◆ **Task description**:
Below is a set of records; reproduce them exactly without their pictures.
BEGIN
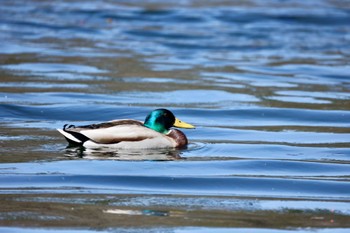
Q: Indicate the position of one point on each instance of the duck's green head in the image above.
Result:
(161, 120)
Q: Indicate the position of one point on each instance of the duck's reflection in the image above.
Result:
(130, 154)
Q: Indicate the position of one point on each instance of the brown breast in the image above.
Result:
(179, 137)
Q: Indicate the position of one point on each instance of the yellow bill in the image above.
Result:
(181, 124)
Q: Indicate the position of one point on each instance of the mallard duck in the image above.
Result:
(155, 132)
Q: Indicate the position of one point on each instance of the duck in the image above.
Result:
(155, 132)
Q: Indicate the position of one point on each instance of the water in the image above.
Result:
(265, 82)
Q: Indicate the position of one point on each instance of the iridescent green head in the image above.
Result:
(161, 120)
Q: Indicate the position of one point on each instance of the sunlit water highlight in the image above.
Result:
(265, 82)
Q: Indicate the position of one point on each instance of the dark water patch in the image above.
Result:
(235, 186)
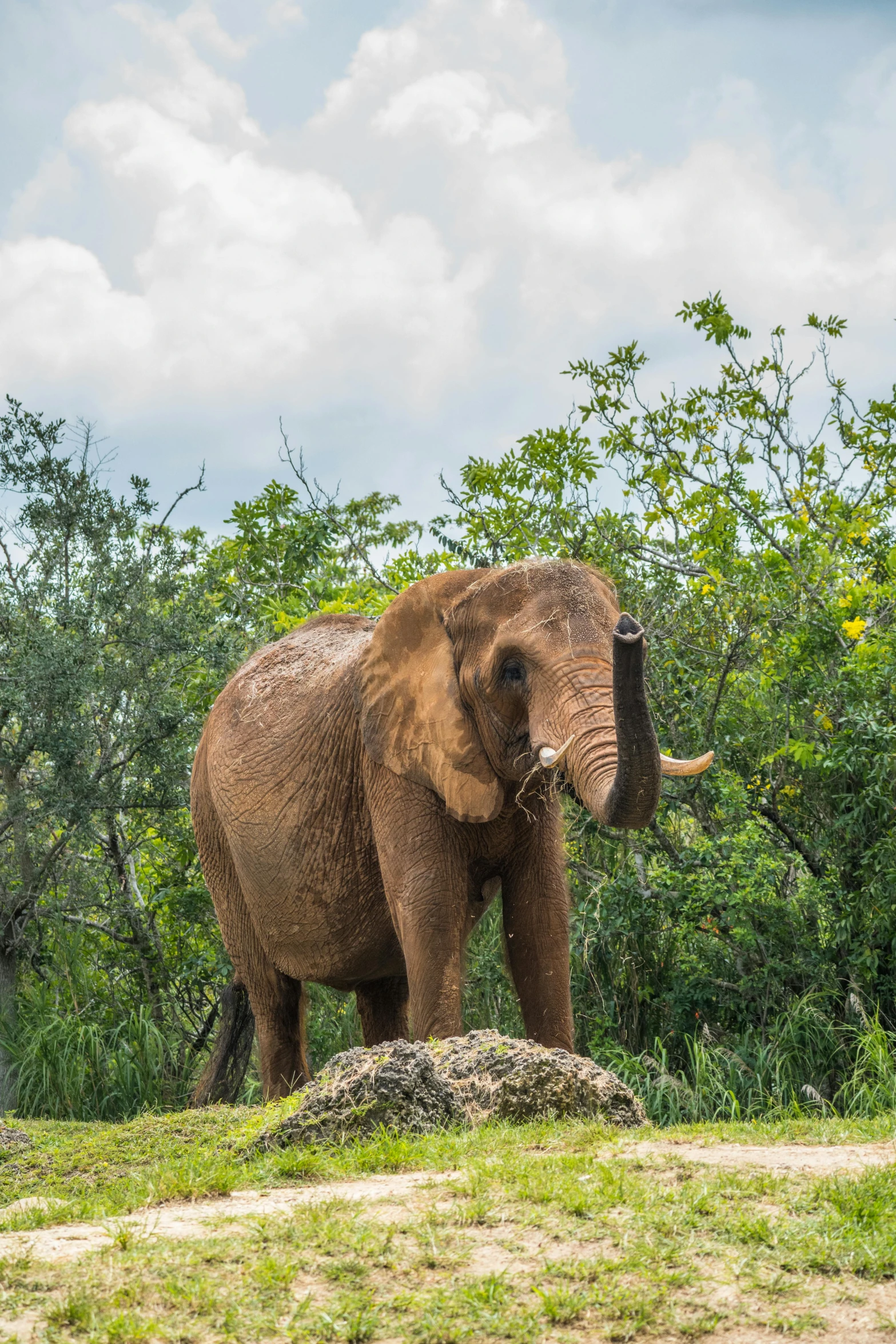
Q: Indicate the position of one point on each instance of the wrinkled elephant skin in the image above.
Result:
END
◆ **Solution**:
Q: Indicate the position of one point on each instance of the duck's green head in the image above.
Result:
(161, 120)
Q: Indicate the position of one point on each instance of the duck's reflection in the image above.
Result:
(130, 154)
Q: Indicate the position of one point on each instance of the brown breast in the image above.
Result:
(179, 137)
Q: Indicate the position of one point on each instance of the yellow bill in the image above.
Result:
(181, 124)
Q: Indicate the position of one point on each instance of the mallard duck in the image above.
Result:
(155, 132)
Q: Indicate the position of one point on each instance of the duck in the image above.
Result:
(155, 132)
Q: Indicate the position of one point on each instance of the water in the image above.
Result:
(265, 82)
Q: Indicate the position of one point on each instance of the iridescent green head in the image above.
Result:
(161, 120)
Q: Indicate the position of one point on each instance of the sunlit water highlight in the image above.
Result:
(265, 82)
Q: Indicate the position of one point on each instance of the dark water patch in the image above.
Result:
(235, 186)
Q: Indicate the position of one point on each instance of the wrinkled elephant skin in the image above.
Result:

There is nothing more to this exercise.